| Source information |
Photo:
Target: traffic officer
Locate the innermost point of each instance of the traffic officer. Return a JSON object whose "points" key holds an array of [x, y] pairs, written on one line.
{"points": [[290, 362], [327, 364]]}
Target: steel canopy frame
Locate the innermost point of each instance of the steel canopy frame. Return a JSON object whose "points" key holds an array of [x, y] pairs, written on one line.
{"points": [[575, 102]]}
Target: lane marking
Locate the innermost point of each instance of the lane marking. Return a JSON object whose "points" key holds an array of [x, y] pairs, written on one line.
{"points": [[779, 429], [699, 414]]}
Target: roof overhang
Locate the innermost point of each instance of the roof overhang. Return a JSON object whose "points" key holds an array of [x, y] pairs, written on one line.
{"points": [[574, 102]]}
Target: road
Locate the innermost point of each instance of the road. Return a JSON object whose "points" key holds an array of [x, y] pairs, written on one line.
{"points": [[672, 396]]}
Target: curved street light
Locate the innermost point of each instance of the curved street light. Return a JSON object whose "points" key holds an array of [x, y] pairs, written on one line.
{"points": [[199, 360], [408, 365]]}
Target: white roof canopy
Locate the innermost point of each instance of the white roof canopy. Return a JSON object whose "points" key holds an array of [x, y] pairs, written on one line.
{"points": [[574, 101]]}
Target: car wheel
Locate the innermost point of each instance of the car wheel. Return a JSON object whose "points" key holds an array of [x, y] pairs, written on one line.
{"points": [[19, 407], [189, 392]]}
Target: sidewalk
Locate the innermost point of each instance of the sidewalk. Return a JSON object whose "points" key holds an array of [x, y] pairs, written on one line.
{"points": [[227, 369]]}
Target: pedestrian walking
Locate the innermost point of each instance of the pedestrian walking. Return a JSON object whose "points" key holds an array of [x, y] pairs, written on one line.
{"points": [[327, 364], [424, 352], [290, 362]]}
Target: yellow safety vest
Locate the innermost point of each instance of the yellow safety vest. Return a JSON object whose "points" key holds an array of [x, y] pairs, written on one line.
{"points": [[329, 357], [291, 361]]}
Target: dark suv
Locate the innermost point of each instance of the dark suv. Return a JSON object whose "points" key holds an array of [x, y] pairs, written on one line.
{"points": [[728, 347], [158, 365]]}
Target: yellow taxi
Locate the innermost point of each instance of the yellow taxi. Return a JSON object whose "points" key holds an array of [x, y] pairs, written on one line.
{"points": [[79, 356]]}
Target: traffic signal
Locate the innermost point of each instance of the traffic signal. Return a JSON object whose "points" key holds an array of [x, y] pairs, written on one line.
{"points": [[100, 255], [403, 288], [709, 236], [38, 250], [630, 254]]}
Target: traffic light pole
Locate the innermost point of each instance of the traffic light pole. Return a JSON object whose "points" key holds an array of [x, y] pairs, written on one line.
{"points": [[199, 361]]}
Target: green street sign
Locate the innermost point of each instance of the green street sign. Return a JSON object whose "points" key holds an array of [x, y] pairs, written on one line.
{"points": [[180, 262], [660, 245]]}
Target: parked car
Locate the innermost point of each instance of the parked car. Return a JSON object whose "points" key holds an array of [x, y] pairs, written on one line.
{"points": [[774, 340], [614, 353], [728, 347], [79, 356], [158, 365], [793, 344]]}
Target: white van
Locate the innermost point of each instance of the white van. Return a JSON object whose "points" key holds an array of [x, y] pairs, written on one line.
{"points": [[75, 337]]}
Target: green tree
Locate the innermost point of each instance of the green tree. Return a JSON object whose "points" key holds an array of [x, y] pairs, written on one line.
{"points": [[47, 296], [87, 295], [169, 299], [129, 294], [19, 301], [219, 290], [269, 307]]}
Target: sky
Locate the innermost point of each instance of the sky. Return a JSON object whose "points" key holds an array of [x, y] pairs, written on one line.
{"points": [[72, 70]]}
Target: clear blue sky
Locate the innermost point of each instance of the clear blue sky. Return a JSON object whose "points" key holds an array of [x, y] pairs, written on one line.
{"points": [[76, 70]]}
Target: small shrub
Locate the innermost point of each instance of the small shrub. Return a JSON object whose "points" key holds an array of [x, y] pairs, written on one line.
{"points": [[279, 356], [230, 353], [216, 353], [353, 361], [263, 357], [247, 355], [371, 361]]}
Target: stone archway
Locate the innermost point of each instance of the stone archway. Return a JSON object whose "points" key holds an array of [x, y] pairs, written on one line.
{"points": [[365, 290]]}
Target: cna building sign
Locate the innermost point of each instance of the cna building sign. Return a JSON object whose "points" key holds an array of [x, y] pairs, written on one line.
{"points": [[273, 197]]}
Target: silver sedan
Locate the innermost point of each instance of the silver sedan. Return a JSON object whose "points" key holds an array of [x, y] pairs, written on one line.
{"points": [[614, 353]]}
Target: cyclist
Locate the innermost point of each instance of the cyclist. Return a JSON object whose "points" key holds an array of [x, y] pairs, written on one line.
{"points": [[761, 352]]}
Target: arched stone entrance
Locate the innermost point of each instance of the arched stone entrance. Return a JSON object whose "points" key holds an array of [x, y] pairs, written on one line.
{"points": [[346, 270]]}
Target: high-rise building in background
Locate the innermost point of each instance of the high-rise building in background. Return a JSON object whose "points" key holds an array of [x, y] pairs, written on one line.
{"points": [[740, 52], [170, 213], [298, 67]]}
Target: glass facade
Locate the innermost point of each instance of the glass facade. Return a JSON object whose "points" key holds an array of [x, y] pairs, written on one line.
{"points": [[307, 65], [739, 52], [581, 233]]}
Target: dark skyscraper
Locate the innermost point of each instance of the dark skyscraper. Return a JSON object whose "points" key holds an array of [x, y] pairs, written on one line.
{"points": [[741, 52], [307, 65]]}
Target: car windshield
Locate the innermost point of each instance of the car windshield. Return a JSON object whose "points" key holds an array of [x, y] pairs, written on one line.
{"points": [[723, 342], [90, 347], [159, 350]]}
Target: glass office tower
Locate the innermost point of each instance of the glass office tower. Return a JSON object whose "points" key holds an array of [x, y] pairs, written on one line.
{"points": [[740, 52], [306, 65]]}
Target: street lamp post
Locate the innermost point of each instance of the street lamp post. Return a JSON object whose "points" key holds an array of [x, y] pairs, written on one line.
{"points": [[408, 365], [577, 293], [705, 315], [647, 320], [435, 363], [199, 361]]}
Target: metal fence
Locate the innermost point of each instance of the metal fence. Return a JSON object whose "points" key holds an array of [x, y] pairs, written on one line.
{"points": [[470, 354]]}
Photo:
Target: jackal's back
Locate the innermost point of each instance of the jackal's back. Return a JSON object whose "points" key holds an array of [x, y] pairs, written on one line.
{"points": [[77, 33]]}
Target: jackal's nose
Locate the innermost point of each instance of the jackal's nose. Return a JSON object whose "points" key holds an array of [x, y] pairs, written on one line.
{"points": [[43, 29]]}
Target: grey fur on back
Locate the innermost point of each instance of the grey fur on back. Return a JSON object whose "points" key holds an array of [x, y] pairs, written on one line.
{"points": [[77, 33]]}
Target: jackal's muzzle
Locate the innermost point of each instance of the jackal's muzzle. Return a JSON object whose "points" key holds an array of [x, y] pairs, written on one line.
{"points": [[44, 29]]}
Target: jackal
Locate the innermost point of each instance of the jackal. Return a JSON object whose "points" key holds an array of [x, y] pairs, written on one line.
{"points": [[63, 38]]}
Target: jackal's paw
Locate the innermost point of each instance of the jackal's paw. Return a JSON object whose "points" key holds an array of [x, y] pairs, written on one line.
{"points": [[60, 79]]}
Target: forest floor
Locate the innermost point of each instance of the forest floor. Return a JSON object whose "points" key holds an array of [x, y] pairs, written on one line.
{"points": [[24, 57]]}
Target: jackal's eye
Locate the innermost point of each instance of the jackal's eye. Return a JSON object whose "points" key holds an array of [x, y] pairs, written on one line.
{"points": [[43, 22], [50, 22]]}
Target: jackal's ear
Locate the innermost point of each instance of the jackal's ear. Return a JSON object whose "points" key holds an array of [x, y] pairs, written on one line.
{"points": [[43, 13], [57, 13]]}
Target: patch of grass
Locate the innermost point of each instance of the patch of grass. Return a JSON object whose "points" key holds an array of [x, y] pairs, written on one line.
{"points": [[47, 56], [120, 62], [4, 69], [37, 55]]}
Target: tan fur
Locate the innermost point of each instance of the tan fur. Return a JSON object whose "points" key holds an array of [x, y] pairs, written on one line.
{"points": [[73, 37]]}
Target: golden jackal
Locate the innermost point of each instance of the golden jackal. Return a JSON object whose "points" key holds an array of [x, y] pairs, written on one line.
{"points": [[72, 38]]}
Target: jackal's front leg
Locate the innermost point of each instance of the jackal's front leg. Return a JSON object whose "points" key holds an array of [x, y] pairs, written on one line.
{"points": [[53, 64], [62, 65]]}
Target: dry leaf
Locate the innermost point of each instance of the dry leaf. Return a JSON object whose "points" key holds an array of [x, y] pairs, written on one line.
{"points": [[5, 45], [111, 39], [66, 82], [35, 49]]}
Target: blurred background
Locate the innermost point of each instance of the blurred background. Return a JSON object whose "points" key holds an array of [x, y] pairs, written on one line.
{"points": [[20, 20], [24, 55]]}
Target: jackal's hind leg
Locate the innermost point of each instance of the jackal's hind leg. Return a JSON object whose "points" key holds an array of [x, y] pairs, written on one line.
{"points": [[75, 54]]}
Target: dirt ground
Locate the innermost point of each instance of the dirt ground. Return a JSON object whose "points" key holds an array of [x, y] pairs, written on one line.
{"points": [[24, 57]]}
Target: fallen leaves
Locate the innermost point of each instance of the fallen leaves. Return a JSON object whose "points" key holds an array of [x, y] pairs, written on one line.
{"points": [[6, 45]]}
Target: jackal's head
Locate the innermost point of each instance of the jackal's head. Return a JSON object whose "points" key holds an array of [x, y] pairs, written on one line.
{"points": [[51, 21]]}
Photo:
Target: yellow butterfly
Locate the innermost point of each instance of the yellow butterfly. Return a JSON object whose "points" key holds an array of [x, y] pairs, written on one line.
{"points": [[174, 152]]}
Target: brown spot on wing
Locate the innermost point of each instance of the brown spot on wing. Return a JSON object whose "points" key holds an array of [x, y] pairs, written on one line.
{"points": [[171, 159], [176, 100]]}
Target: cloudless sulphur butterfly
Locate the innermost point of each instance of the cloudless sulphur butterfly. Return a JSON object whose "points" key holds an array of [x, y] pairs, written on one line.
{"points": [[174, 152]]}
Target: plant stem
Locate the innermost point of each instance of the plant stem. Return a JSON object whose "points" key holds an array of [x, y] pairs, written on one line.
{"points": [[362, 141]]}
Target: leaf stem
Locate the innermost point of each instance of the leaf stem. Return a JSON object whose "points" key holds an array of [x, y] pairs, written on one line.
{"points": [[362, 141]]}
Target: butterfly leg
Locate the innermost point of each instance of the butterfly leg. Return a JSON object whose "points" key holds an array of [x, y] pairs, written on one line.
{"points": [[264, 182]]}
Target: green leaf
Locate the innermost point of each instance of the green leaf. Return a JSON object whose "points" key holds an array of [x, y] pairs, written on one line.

| What is being asked |
Transcribe the records above exactly, beginning at the line that contains "Locate the innermost point of each instance of the jackal." and ending with the line that contains "Target: forest floor", both included, and nothing else.

| Reply to the task |
Locate the innermost point of each instance of the jackal. Return a JSON object whose "points" key holds an array of [x, y] pairs, written on one line.
{"points": [[63, 38]]}
Target: jackal's paw
Locate the innermost point of each instance of the jackal's paw. Return a JSON object whose "points" key holds an array of [x, y] pairs, written on one line.
{"points": [[60, 79]]}
Target: forest floor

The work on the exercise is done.